SET PROBLEM
In the listing below, find every line that contains the string "item" and copy each of those lines.

╭──

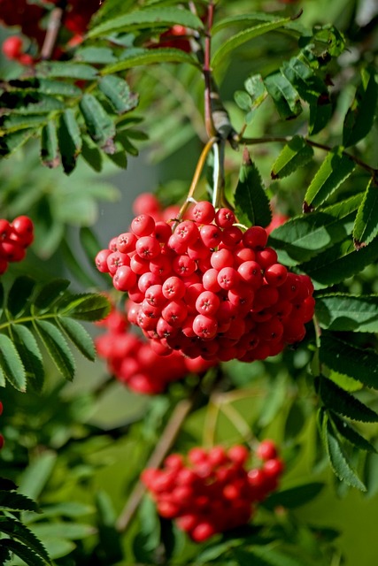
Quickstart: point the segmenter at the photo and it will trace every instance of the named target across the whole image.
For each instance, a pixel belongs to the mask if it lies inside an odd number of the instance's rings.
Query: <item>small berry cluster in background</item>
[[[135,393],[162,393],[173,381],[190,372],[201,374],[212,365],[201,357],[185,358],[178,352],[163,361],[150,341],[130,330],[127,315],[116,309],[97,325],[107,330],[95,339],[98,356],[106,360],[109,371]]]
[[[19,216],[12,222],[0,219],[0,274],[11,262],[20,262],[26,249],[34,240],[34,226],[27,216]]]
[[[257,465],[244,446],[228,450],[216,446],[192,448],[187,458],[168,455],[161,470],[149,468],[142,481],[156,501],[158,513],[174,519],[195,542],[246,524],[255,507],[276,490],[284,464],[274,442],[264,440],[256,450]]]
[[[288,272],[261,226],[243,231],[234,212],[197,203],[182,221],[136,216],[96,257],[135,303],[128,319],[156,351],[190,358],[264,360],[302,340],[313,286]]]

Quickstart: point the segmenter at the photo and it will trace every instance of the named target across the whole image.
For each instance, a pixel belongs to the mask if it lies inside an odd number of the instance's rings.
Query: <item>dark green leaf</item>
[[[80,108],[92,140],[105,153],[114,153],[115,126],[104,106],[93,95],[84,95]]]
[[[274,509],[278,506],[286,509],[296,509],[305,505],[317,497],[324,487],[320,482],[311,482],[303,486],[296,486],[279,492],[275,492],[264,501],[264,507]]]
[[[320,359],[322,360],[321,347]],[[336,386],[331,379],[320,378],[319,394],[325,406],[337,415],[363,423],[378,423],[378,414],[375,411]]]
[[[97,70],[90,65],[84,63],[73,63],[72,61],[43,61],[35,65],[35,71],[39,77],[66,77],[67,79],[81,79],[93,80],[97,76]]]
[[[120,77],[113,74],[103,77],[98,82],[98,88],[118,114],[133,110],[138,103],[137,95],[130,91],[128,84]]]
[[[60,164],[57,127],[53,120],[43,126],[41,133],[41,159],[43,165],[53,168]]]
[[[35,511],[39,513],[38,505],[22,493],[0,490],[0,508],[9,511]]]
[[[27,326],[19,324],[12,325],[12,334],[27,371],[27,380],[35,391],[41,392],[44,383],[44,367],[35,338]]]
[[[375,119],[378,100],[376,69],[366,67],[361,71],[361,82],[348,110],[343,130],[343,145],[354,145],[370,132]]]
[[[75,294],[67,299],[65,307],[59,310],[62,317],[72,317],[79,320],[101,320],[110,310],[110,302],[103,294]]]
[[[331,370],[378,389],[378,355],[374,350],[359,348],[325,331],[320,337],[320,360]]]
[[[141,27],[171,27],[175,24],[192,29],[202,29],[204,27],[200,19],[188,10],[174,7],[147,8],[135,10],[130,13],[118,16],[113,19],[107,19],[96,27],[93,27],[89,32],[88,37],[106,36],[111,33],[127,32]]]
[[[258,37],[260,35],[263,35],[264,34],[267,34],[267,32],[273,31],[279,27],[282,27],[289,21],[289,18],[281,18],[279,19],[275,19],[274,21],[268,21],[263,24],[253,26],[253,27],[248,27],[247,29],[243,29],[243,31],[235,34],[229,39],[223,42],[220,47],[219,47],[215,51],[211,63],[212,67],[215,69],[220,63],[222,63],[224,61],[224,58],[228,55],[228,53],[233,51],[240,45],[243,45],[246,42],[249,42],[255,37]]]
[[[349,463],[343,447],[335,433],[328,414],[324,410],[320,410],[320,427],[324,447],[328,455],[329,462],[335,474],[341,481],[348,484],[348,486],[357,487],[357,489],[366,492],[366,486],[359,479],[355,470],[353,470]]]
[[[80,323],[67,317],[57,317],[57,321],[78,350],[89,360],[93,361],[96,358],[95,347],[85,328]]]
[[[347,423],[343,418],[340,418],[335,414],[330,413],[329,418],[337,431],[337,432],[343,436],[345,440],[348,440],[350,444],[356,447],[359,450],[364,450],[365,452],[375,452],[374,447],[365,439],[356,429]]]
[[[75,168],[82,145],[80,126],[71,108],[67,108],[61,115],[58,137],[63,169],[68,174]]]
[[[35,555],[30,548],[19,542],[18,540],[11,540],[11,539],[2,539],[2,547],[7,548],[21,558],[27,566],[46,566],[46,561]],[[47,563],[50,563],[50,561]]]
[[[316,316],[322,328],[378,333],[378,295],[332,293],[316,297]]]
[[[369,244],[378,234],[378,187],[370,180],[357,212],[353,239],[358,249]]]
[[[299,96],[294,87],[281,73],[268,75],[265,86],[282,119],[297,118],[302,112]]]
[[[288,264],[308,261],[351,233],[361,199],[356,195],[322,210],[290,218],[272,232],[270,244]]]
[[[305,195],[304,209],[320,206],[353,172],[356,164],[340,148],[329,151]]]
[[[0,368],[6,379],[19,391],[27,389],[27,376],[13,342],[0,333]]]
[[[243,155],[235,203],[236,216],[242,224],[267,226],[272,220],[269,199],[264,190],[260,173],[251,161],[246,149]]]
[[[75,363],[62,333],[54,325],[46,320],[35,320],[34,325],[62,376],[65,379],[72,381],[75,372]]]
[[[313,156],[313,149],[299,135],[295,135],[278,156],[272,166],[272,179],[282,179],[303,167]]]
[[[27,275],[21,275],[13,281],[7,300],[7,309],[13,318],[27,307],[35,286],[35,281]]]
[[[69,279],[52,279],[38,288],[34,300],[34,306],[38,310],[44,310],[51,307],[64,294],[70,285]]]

╰──
╭──

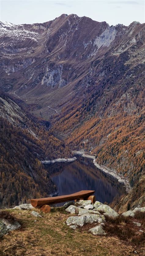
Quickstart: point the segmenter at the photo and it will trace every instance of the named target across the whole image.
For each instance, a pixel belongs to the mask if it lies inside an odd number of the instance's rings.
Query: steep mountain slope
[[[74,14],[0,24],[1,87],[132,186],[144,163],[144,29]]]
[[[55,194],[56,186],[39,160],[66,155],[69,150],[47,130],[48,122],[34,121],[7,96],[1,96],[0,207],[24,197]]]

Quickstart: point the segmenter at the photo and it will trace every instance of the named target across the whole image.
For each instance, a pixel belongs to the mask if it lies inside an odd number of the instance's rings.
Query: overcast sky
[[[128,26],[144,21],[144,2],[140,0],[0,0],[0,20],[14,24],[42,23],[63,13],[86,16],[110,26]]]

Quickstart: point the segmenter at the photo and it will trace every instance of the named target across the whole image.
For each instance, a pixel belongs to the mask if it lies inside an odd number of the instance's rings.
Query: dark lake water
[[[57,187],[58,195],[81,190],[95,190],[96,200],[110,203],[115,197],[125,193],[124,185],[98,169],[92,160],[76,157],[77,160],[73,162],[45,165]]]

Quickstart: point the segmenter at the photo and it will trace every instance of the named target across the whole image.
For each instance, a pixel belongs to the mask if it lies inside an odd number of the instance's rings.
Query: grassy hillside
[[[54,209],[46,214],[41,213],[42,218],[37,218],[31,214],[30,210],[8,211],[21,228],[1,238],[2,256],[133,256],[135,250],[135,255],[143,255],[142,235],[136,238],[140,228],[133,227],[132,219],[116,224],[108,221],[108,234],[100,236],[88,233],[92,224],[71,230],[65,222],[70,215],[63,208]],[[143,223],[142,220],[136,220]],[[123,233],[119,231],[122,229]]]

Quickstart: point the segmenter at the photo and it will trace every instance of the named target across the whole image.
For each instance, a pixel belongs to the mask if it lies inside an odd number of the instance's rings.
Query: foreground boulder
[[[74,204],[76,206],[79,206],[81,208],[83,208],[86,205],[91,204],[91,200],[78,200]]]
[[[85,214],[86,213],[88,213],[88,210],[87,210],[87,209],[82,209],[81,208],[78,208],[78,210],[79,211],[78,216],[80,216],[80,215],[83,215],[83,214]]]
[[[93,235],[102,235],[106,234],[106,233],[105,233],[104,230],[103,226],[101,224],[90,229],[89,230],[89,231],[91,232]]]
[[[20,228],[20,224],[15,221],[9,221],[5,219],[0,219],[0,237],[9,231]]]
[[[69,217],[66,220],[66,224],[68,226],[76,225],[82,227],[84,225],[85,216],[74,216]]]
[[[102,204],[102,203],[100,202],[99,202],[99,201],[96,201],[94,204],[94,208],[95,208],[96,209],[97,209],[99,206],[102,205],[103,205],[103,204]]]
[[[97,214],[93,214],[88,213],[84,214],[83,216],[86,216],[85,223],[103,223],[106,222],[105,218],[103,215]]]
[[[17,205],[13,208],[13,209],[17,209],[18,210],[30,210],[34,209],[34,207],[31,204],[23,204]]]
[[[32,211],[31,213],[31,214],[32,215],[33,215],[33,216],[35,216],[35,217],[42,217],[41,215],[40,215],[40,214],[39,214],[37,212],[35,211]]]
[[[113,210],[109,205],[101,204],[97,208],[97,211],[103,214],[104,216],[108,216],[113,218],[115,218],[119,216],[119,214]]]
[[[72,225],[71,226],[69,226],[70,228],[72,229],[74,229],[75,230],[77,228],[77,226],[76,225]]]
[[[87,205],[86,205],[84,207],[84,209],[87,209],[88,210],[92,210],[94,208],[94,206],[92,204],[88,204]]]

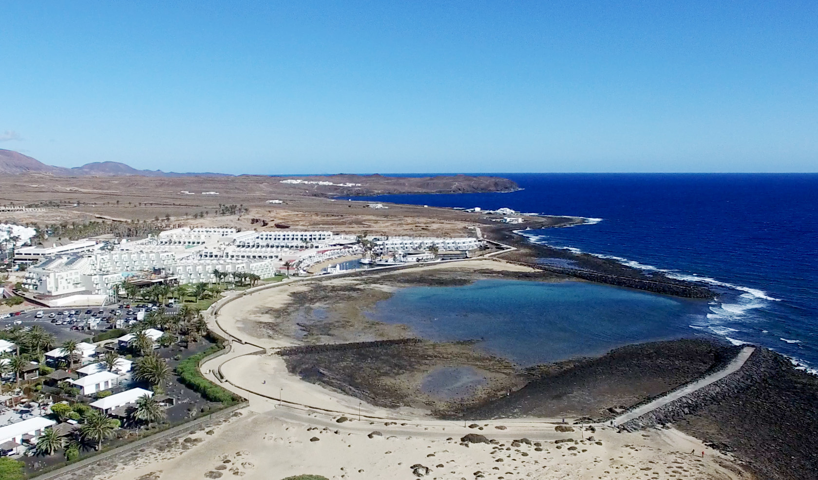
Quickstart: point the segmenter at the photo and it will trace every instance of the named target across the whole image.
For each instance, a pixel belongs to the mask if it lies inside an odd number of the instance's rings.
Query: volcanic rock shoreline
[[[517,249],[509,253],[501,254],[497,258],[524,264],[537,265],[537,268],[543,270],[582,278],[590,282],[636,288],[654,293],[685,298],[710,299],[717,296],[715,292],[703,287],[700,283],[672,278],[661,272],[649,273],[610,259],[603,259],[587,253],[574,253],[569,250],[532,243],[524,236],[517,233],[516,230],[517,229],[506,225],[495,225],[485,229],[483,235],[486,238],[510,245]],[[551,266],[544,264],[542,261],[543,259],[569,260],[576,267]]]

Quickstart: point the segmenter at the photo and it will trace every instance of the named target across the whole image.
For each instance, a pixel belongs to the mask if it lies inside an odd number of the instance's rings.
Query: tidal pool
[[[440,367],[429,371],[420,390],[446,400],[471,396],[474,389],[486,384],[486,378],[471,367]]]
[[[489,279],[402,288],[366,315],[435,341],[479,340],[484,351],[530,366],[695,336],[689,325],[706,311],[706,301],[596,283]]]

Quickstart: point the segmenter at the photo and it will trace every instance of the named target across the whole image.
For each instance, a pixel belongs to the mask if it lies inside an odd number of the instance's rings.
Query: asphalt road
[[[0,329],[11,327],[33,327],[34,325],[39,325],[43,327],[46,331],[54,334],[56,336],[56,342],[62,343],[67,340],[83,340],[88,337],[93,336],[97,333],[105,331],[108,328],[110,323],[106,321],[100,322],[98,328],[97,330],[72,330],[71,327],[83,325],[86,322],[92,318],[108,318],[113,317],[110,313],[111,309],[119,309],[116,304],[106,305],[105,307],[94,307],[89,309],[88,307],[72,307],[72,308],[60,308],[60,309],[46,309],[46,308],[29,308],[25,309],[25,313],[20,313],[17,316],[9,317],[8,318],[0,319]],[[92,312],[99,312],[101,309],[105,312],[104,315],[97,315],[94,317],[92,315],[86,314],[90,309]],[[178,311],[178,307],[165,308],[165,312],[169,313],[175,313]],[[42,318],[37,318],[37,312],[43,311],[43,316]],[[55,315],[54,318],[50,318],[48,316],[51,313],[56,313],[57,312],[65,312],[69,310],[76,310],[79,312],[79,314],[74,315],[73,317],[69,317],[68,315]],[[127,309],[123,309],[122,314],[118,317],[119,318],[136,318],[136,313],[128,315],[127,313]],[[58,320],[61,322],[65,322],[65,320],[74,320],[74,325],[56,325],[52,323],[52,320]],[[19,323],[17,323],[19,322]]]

╰──

REPLY
Query: <item>small berry cluster in background</item>
Query: <item>dark green leaf</item>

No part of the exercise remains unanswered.